Stored rows:
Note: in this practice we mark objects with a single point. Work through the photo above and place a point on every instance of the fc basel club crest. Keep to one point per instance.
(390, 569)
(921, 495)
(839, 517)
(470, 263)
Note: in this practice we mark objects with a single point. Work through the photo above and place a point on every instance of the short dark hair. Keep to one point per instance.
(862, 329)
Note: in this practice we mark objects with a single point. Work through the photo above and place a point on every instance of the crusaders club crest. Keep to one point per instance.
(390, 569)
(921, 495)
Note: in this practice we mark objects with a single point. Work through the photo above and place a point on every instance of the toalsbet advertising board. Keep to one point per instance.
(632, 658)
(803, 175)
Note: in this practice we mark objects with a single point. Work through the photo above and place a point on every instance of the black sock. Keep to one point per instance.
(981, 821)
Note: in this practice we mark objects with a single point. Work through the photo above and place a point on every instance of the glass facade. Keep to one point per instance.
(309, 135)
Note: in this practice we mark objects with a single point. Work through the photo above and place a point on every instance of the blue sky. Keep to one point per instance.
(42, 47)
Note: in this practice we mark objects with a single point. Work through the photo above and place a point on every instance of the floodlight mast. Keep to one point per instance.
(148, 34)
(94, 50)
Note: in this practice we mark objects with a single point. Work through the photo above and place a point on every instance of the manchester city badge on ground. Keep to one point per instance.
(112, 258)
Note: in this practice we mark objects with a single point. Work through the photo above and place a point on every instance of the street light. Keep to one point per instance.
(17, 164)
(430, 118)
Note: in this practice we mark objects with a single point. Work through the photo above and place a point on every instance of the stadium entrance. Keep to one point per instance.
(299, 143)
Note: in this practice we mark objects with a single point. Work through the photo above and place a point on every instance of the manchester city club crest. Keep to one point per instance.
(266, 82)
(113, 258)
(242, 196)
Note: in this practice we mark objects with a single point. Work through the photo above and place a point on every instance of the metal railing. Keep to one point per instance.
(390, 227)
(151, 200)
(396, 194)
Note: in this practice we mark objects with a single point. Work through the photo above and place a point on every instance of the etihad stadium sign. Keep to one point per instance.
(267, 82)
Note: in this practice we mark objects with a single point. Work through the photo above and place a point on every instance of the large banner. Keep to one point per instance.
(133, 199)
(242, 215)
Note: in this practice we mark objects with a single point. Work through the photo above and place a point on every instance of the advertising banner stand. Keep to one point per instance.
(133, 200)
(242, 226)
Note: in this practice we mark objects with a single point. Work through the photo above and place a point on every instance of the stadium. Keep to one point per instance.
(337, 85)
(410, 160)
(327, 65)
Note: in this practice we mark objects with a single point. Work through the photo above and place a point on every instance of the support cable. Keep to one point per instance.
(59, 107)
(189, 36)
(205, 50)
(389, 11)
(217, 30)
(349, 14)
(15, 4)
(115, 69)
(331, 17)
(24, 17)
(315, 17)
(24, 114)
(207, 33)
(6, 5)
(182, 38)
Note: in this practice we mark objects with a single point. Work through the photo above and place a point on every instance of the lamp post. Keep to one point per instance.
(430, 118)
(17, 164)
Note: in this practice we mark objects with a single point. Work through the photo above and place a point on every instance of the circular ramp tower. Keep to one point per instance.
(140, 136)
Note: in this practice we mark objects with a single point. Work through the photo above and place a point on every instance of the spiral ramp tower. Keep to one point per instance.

What is needed:
Reproduce each of the items above word for word, in the same order.

The solution:
Note: in this practice we mark objects with a single point. Work through the photo above and place a point on every instance of the fc basel club crest. Keep to one point per instance.
(390, 569)
(921, 495)
(839, 517)
(470, 263)
Note: in this practice we mark objects with a single point. Work through the photo above and place a point on every instance of the short dark hair. Keep to one point per instance.
(862, 329)
Note: in this practice we mark objects with a single point. Work through the photo above and place a point on every instance of the crusaders club crest. Keep to one point per instance.
(390, 569)
(921, 495)
Note: in this practice we mark objects with a single point. Work through the photo above and place a point on every instance of the toalsbet advertising board. Keep to one point per instance.
(632, 658)
(803, 175)
Note: in this practice we mark objects with a single point. Work through the photo above and place a point on every instance of the black sock. Keep to one point per instance.
(981, 821)
Note: in this practice we mark objects with a single point. Work through the photo above and place a point on every instance of the glass facade. Keep to one point per instance.
(309, 135)
Note: in this practice we mark objects with a single point. Work through the photo above and place a point on every instance of the blue sky. Keep to one point per instance.
(42, 47)
Note: in this practice we mark objects with a single point. Work through the photo above and place a point on every instance of the floodlight mast. Keep to one point per instance.
(148, 34)
(94, 50)
Note: in this practice we mark objects with a single point. Work through the photo above and place a point on every instance of the manchester city badge on ground. Keep to one point per instance.
(112, 258)
Note: in this practice we mark objects with a single point. Work through the photo above and place a point on every instance of the street light. Keep to one point per instance.
(17, 164)
(430, 118)
Note: in this practice we mark objects with a single point. Work through the photo above and place a point on every instance of the stadium entrance. Keep to one point per instance.
(299, 143)
Note: in this practice we mark objects with a single point. Work through the photo above and place a point on every instance of the manchester city club crest. Keep to one point per instance.
(266, 82)
(113, 258)
(242, 196)
Note: in this practice we mark objects with a single point. Work through the photo above and place a point on every instance of the metal railing. Keep to one point per instance.
(390, 227)
(151, 200)
(396, 194)
Note: in this practice we mark objects with a single point. Work through the photo above and place a point on every instance of the etihad stadium sign. Keep to one point per instance.
(267, 82)
Note: in this practice we mark objects with a single point. Work through the photo above and place a point on every instance of the large banner. Keep to one point per instance.
(133, 199)
(242, 215)
Note: in this practice we mark objects with a single point. Work through the photo above and place a point on every instance of the advertising banner stand. Keep to one point per instance.
(133, 200)
(242, 226)
Note: in this practice we mark objects with a single point. Work through the photo above and place a point on every instance of the stadium. Keep to one point per instance.
(337, 85)
(410, 160)
(327, 65)
Note: in this practice we mark objects with a single point. Work through the photo above and place a point on every instance of the support cable. Keep to one point per instance.
(59, 107)
(189, 36)
(205, 50)
(389, 11)
(217, 30)
(349, 14)
(15, 4)
(115, 69)
(331, 17)
(24, 17)
(315, 17)
(24, 114)
(207, 33)
(6, 5)
(182, 38)
Note: in this practice we mark objects with a single point. Work through the photo above and place a point on every instance of the lamp post. Keep to one point per instance.
(430, 118)
(17, 164)
Note: in this practice we mark objects with a single point. Work through the photo above and place a point on every instance of the circular ramp tower. Keep to one point per instance.
(140, 136)
Note: in this practice we mark objects with a single point. Work through the photo above and place a point on every instance of the spiral ramp tower. Keep to one point per instance.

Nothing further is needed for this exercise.